# Directive
Resume the forum thread about whether the racing game's physics can handle extreme vehicles, continuing on from its final post.

>> Begin Document section

PDA

View Full Version : Can the game's physics handle extremes?



Darkdoc
11-11-2017, 01:32
What I mean by this is the feeling of cars with extreme characteristics, such as being extremely light/heavy/powerful, etc. In Gran Turismo, the Caterham is famous for taking off a lot due to it's weight. The F1 cars are hard to find the aero-balance. Jay Leno's tank car locks up on every corner, etc.

So do the physics in this game stand up to these sorts of conditions? Is everything tuned to stuff in the midrange, or does everything feel natural at both ends of the spectrum?

If so, would the game handle something like the FIA European Truck Racing Championship? The Mercedes Atego Renntruck develops 1200 hp/5,600 Nm of torque, with a weight of 5400 kg! It would be very interesting to race a vehicle that was so dramatically different...

https://www.mercedes-benz.com/wp-content/uploads/sites/3/2014/12/classic_virtueller-rundgang_exponate_Mercedes-Benz-Atego-Renntruck_660x602-660x602.jpg

Project Cars 2 has at least 6 of the tracks used in this series, and adding something like a 5-tonne truck would be great for variety - even better than the Ford Transit van in Forza.

TopAirspace
11-11-2017, 01:56
Now that would be interesting!

My guess would be yes it could, I'd consider a 1200hp MX-5 Radbull pretty extreme :cool:

TopAirspace
11-11-2017, 02:08
How about a 6 tonne Monster Truck instead :cool:

244886

bradleyland
11-11-2017, 03:50
Based on how well the game handles mixed-surface physics, I'm betting that it could. The thing to remember is that each vehicle is tested and tuned to respond accurately. That's why some cars in the game handle better than others. I'm certain SMS could make something like Eurotrucks work.

Interestingly, there's a mod for these trucks in Assetto Corsa, and apparently it works pretty well.

Cheesenium
11-11-2017, 04:08
The game physics is designed to be modular, it can handle extremes level of racing if it is appropriately modified for.

Raklodder
11-11-2017, 04:12
Then perhaps a standalone RX game isn't too far fetched.

ZnarF1883
11-11-2017, 06:15
I find a standalone to be a meh solution - That's what is wonderful in PC2, many disciplines inside it, quickly accessible...would be boring to have one for F1, one for Ovals, one for Dirt, one for Trucks etc etc etc....

>> End Document section
>> Begin Entries shown

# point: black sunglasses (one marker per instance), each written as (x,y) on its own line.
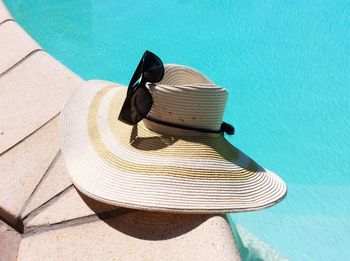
(139,100)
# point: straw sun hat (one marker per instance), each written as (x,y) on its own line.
(154,166)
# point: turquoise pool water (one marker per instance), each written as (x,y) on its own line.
(287,67)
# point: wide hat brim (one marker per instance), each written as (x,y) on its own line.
(134,167)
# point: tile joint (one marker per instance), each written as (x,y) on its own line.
(21,61)
(6,20)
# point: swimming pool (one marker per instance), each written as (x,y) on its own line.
(286,65)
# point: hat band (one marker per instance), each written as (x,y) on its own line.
(224,128)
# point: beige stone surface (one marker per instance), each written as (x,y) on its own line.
(32,94)
(4,13)
(67,206)
(131,237)
(15,44)
(53,183)
(9,242)
(23,166)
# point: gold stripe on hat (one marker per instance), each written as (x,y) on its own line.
(153,169)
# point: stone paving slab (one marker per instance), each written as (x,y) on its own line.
(9,242)
(135,236)
(32,94)
(67,206)
(23,166)
(54,182)
(15,45)
(4,14)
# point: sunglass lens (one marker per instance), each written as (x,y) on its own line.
(153,68)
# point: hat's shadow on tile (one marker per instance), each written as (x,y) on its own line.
(145,225)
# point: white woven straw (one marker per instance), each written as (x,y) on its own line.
(155,167)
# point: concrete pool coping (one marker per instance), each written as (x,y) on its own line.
(43,216)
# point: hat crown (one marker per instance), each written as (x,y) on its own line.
(186,97)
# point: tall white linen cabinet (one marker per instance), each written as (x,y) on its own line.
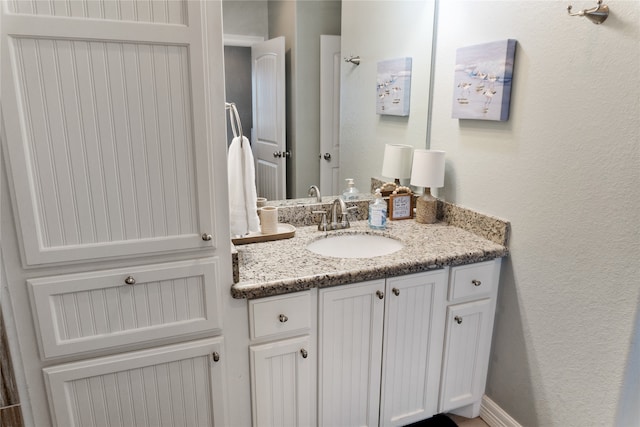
(114,212)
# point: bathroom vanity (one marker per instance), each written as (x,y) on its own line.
(386,340)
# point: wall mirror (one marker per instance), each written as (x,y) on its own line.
(375,31)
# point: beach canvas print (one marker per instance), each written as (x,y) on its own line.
(482,83)
(394,87)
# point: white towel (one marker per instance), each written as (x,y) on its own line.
(243,216)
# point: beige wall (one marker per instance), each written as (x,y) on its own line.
(565,170)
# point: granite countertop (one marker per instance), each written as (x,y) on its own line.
(284,266)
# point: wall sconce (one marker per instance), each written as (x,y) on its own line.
(427,171)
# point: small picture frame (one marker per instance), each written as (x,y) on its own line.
(401,206)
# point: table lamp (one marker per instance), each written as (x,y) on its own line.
(427,171)
(397,162)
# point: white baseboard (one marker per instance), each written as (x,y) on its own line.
(494,415)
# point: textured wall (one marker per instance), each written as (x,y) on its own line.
(565,171)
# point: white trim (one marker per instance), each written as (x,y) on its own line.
(241,40)
(494,415)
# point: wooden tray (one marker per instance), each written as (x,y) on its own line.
(285,231)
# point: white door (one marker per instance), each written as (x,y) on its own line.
(412,350)
(282,390)
(330,115)
(269,118)
(350,354)
(109,126)
(468,338)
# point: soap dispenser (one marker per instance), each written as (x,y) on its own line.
(351,192)
(378,212)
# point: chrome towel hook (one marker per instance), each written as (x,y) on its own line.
(597,14)
(353,59)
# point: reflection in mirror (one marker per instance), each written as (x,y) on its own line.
(373,30)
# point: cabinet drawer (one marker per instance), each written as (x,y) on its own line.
(473,281)
(276,315)
(177,385)
(85,312)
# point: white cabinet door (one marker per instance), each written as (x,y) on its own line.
(467,345)
(109,128)
(350,337)
(282,391)
(412,351)
(167,386)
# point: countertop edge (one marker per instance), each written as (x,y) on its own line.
(326,280)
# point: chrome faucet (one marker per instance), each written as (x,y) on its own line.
(343,215)
(315,191)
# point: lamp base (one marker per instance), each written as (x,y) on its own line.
(426,208)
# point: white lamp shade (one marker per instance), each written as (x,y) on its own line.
(397,161)
(428,168)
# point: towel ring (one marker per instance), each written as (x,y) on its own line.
(234,119)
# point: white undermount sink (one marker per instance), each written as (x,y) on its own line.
(354,246)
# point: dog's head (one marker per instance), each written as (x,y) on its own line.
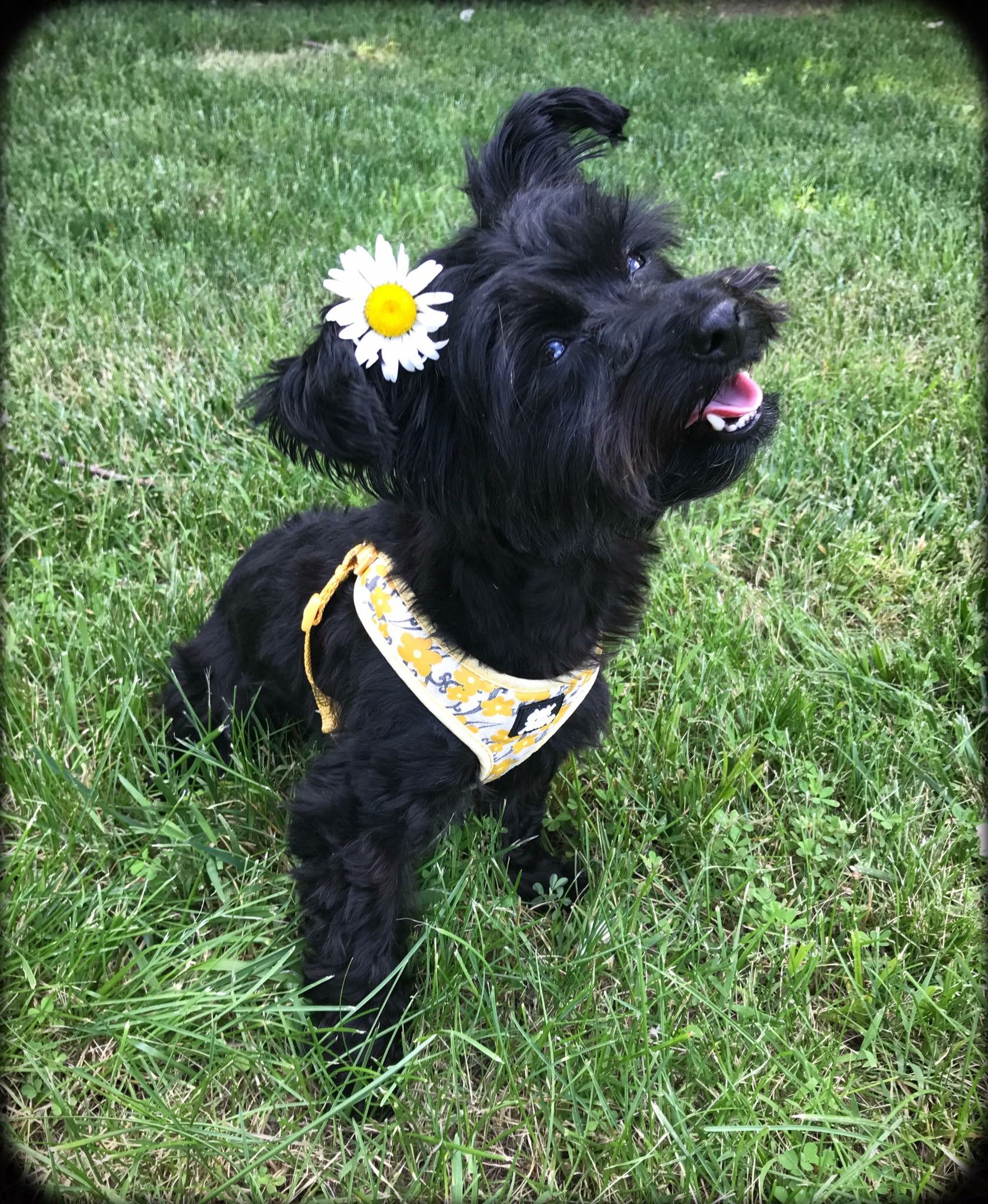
(586,381)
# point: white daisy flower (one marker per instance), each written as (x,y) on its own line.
(386,313)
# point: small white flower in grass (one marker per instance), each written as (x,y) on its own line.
(386,313)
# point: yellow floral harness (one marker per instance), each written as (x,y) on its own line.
(503,719)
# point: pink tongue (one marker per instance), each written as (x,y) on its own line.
(735,397)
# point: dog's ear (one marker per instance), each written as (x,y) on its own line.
(536,145)
(326,411)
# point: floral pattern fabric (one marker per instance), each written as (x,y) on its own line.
(503,719)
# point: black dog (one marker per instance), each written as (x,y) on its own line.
(586,388)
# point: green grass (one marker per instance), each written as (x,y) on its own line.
(772,990)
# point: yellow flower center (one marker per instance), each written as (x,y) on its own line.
(390,311)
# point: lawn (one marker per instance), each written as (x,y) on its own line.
(772,990)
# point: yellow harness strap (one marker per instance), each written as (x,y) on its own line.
(356,561)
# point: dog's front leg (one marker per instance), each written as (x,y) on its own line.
(359,821)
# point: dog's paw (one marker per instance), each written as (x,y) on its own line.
(548,879)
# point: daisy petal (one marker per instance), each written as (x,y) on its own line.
(421,276)
(356,332)
(346,285)
(346,312)
(383,257)
(430,320)
(389,360)
(368,348)
(423,299)
(361,260)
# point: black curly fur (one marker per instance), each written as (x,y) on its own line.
(517,496)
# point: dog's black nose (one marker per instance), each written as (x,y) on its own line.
(720,332)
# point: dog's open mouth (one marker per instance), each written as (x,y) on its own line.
(734,410)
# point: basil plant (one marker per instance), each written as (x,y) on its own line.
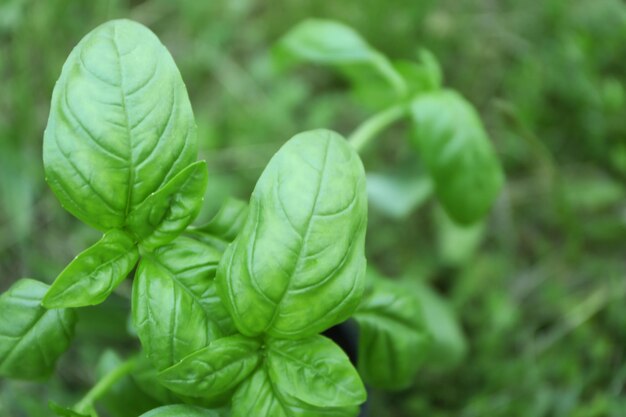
(230,314)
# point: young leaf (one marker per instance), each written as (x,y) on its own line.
(460,158)
(214,370)
(447,339)
(303,241)
(166,213)
(315,371)
(172,310)
(181,410)
(456,244)
(31,337)
(393,340)
(91,277)
(258,396)
(120,124)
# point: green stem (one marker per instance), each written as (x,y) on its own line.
(105,384)
(365,132)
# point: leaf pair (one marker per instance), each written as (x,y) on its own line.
(118,153)
(302,243)
(449,135)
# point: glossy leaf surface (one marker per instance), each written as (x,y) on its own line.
(120,125)
(174,301)
(315,371)
(393,339)
(303,241)
(91,277)
(166,213)
(31,337)
(214,370)
(260,396)
(460,158)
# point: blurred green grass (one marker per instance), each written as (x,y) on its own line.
(541,300)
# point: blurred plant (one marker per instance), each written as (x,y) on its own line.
(230,314)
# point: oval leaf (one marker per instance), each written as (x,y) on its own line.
(166,213)
(120,124)
(393,340)
(214,370)
(91,277)
(31,337)
(460,158)
(315,371)
(303,241)
(174,302)
(180,410)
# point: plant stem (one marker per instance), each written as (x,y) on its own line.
(105,384)
(367,130)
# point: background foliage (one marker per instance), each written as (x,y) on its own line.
(541,299)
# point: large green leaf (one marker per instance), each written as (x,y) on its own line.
(120,124)
(460,158)
(259,396)
(181,410)
(166,213)
(31,337)
(393,339)
(174,303)
(91,277)
(214,370)
(302,243)
(326,42)
(315,371)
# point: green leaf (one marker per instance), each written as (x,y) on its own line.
(214,370)
(325,42)
(31,337)
(393,339)
(449,346)
(315,371)
(120,124)
(174,303)
(228,221)
(167,212)
(180,410)
(91,277)
(259,396)
(460,158)
(302,243)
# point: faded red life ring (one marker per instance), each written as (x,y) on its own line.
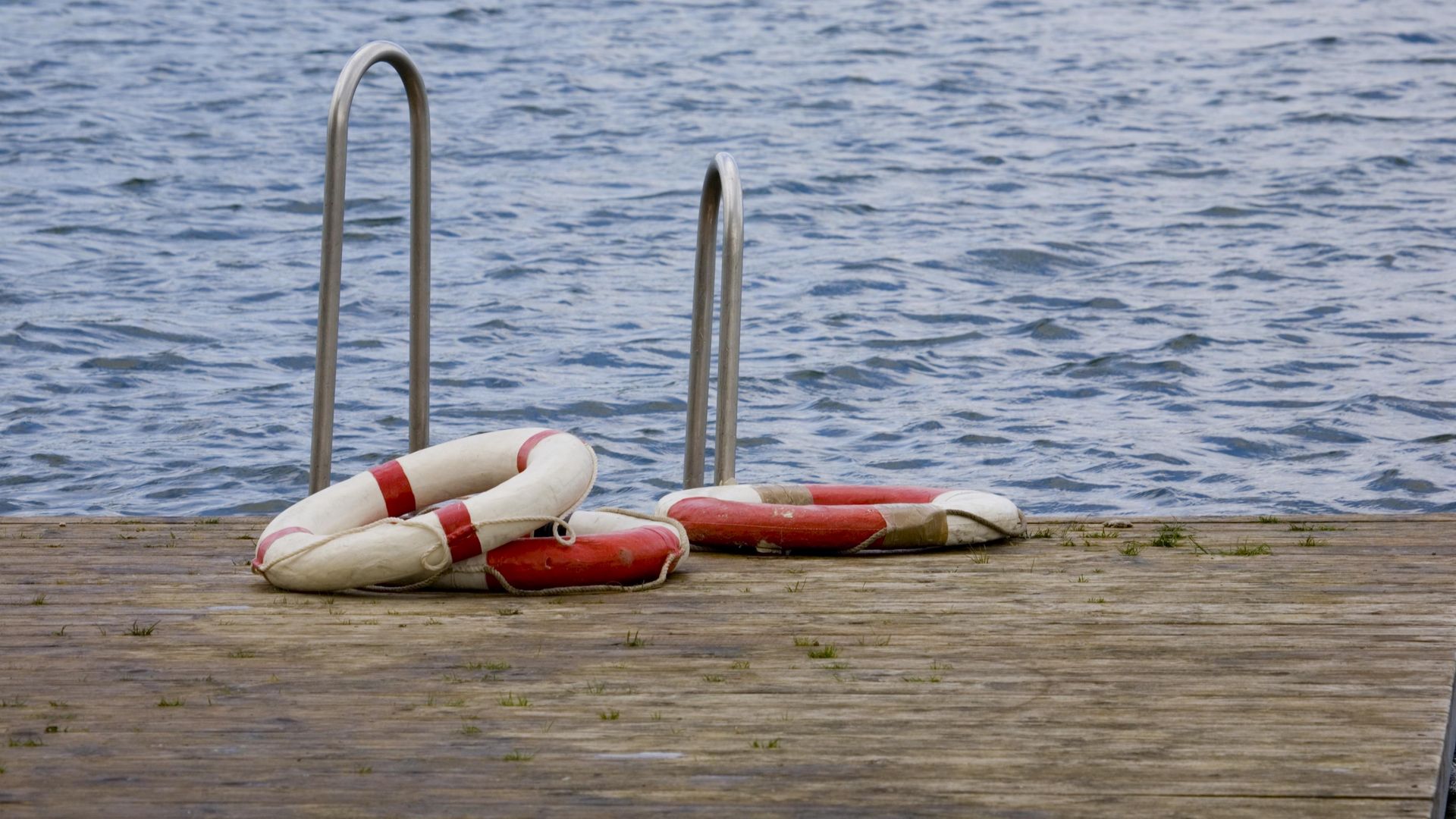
(839,519)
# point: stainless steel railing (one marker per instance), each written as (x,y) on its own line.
(723,184)
(321,458)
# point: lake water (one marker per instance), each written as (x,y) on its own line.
(1147,257)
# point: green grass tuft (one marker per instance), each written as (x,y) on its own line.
(1248,550)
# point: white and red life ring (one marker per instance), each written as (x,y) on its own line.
(351,534)
(839,519)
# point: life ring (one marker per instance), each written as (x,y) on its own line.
(839,519)
(351,534)
(607,550)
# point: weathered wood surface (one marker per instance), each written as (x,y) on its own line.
(1052,676)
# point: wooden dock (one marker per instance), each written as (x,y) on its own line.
(1231,668)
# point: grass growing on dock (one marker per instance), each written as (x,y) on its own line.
(1247,550)
(1171,535)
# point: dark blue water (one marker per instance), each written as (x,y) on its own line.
(1128,257)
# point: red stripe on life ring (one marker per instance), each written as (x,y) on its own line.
(268,541)
(394,484)
(835,494)
(789,528)
(523,455)
(622,558)
(460,532)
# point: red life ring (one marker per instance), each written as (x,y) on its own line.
(607,550)
(356,534)
(839,519)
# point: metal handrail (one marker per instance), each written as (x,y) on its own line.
(321,458)
(721,183)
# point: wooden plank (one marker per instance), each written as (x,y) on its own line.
(1024,679)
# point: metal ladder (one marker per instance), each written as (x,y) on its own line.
(723,184)
(321,460)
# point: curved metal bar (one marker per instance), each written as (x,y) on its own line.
(321,458)
(723,184)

>> End Entries shown

# Exercise response
Egg90
11-11-2017, 10:12
I was thinking monster trucks would be awesome, do we have any suitable tracks for them though?
For the moment the Ford F-150 is pretty fun.

chieflongshin
11-11-2017, 11:16
I think it'd been confirmed before no trucks unfortunately. I'd love them

Darkdoc
18-11-2017, 18:55
How about a 6 tonne Monster Truck instead
Well, yeah, it would be good for testing the physics. But for racing, not so much. Whereas with actual trucks, you have the ETRC, Formula Truck in Brazil, T1 Prima in India, and the Dakar rally raid series...

Darkdoc
28-11-2017, 17:52
Damn, Forza already has it. I didn't realise they'd got there first.


https://www.youtube.com/watch?v=PGvxWo2tTHI

Lol.

VelvetTorpedo
28-11-2017, 18:03
They have been in Automobilista for a while now too, and that the FFB in Automobilista is out of this world (my opinion)


https://www.youtube.com/watch?v=gdR20yoyLTQ


https://www.youtube.com/watch?v=wIelxI10DMc

I think PCARS2 could do these trucks amazing justice.

ShimonART
28-11-2017, 18:10
i guess they will also have to add simulation of water cooled disc brakes to make the trucks work.

Darkdoc
03-12-2017, 15:01
^ Yeah, that's what I mean, it would be a really good addition, even if you don't like trucks.

Morgenmuffel
05-12-2017, 13:09
What I mean by this is the feeling of cars with extreme characteristics, such as being extremely light/heavy/powerful, etc. In Gran Turismo, the Caterham is famous for taking off a lot due to it's weight. The F1 cars are hard to find the aero-balance. Jay Leno's tank car locks up on every corner, etc.

So do the physics in this game stand up to these sorts of conditions? Is everything tuned to stuff in the midrange, or does everything feel natural at both ends of the spectrum?

If so, would the game handle something like the FIA European Truck Racing Championship? The Mercedes Atego Renntruck develops 1200 hp/5,600 Nm of torque, with a weight of 5400 kg! It would be very interesting to race a vehicle that was so dramatically different...

https://www.mercedes-benz.com/wp-content/uploads/sites/3/2014/12/classic_virtueller-rundgang_exponate_Mercedes-Benz-Atego-Renntruck_660x602-660x602.jpg

Project Cars 2 has at least 6 of the tracks used in this series, and adding something like a 5-tonne truck would be great for variety - even better than the Ford Transit van in Forza.


Looks for me, that the engine can handle this ;-)



https://www.youtube.com/watch?v=TFQ85p9F7F8

ATSS
05-12-2017, 13:18
Damn i'd llove to see those trucks.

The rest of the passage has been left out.